TASK PROMPT: Translate this sentence from the breast milk article below into Spanish: "This separation is completely normal and expected for milk that sits for a period of time."

If you're breastfeeding your baby, then you already know your breasts are pretty amazing. Filled with the world's most nutritious food as if by magic, your breasts are, in fact, one of your super powers as a mom. But just because they can hold your baby's food supply doesn't mean there isn't a lot of work on your part. For parents pumping or doing a combo of pumping and breastfeeding, concerns about breast milk spoiling inside your boobs can be a little confusing. Is there an expiration date for your body's handmade liquid gold?
Can breast milk go bad inside of your body?
"Breast milk is a living organism, unlike the pasteurized cow's milk that we purchase at the store.
The living components in breast milk are constantly changing based on your baby's needs and the lactating parent's microbiome," Heather O'Neal, a certified nurse-midwife and lactation consultant in West Virginia, tells Romper. These dynamic properties serve to protect the breast milk, as well as optimize the health of the infant eating the milk. "Good bacteria in the breast milk eliminates bad bacteria within the breast as well as outside of the breast in the form of pumped milk," O'Neal adds. Well that's a relief.
Another reason that moms sometimes worry about the freshness of breast milk is if they've pumped at some point and witnessed the separation of "foremilk and hindmilk" after it sits in the refrigerator for a few days, according to O'Neal.
Not to worry, she says. "As your baby gets older and the time between feeds extends, there will be a separation of the components of breast milk within the breast, much like unpasteurized milk that sits in the refrigerator. This separation is completely normal and expected for milk that sits for a period of time. A gentle 'swirl' of the milk after heating will reconstitute the milky elements and make it look normal again."

EXCERPTED RECORDS:
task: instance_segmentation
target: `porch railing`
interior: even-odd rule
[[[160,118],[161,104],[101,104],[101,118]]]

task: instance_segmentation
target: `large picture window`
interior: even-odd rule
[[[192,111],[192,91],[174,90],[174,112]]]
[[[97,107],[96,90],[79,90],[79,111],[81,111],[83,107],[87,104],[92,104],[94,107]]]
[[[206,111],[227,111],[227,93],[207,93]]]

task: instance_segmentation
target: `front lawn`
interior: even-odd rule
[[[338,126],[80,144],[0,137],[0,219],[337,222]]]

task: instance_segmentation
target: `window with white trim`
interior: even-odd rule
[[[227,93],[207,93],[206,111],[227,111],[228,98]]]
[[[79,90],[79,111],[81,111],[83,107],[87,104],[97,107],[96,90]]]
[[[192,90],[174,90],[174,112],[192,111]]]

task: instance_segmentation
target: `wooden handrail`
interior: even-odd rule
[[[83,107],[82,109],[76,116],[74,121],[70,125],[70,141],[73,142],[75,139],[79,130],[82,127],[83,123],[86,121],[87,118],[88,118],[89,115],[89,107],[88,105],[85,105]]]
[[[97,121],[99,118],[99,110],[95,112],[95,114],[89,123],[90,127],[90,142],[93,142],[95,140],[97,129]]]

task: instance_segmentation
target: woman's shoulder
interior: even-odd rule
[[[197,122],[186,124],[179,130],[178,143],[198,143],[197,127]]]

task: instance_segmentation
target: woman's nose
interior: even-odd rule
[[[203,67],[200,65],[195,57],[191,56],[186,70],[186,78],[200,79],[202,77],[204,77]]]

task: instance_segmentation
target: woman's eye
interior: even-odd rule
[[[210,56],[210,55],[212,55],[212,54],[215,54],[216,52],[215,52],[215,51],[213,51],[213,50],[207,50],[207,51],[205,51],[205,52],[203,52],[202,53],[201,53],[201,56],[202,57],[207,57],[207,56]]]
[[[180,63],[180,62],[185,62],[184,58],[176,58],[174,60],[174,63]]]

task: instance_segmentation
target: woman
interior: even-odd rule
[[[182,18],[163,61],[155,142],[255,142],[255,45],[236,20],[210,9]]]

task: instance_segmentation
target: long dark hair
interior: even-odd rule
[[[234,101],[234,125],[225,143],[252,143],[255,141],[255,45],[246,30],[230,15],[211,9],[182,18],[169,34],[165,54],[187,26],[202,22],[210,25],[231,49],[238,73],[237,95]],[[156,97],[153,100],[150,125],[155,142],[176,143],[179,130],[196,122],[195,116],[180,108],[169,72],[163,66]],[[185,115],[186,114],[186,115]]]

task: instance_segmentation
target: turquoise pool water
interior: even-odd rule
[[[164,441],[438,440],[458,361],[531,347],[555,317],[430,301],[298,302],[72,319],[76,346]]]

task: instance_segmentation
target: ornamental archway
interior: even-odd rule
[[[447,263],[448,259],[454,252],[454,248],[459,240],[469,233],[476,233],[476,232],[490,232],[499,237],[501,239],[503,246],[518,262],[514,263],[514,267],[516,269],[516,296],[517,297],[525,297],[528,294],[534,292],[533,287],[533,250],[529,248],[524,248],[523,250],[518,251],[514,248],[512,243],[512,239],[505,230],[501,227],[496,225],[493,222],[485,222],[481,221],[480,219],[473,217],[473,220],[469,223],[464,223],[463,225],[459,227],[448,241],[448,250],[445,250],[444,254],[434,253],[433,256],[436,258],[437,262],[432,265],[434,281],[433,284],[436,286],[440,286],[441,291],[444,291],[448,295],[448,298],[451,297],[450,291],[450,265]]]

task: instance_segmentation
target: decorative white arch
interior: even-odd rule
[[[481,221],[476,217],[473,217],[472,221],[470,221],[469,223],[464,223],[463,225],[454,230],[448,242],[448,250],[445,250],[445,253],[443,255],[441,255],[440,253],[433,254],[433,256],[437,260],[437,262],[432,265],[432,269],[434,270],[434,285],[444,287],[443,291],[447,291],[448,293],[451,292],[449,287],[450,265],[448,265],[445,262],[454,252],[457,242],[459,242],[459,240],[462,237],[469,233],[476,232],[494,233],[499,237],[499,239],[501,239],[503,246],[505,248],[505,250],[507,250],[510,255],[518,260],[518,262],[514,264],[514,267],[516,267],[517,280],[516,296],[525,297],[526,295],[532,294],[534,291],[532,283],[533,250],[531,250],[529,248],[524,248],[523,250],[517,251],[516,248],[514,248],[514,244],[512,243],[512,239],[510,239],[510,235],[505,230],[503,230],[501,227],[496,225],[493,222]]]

RESULT OF THE TASK: Esta separación es completamente normal y esperable en la leche que reposa durante un tiempo.